**Data excerpts**
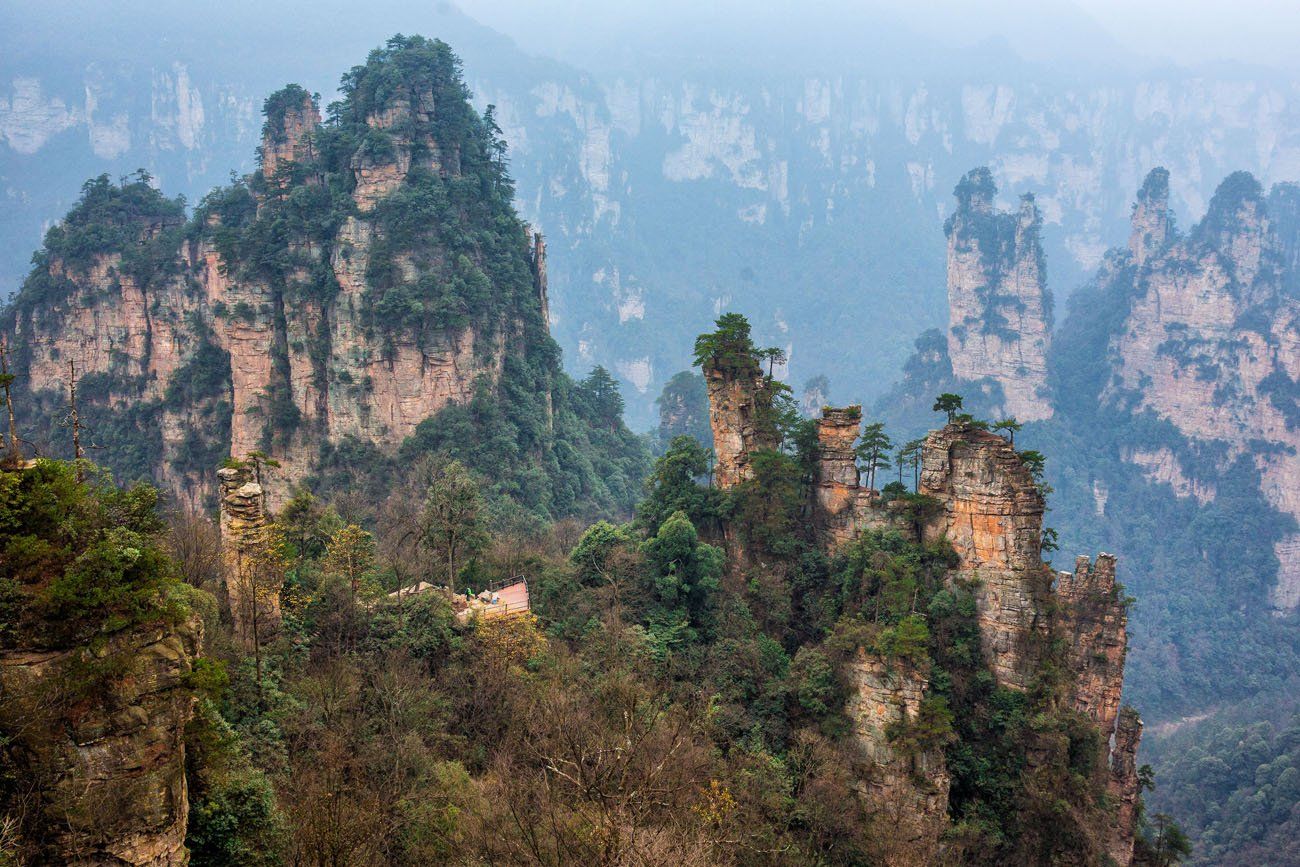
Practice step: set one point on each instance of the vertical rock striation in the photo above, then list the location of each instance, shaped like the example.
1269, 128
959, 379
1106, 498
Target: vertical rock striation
347, 290
737, 403
254, 606
1123, 787
979, 495
1212, 343
999, 307
991, 512
841, 506
1095, 621
111, 771
908, 793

**Objective**
Put each line of the data above into a Markdown table with the columns Number and Line. Skip blank lines and leave out the pictures.

**Response for this exercise**
| Number | Line |
|---|---|
| 1 | Practice step: set one point on each instance of the vertical rock striation in the photo above, then list the location of each instance, shaped like the example. |
| 2 | 1269, 128 |
| 3 | 959, 379 |
| 4 | 1106, 498 |
| 5 | Target: vertical rock striation |
| 6 | 347, 290 |
| 7 | 737, 403 |
| 8 | 254, 606 |
| 9 | 1123, 787 |
| 10 | 979, 495 |
| 11 | 1212, 343 |
| 12 | 999, 307 |
| 13 | 991, 512 |
| 14 | 841, 506 |
| 15 | 1095, 621 |
| 16 | 111, 771 |
| 17 | 908, 793 |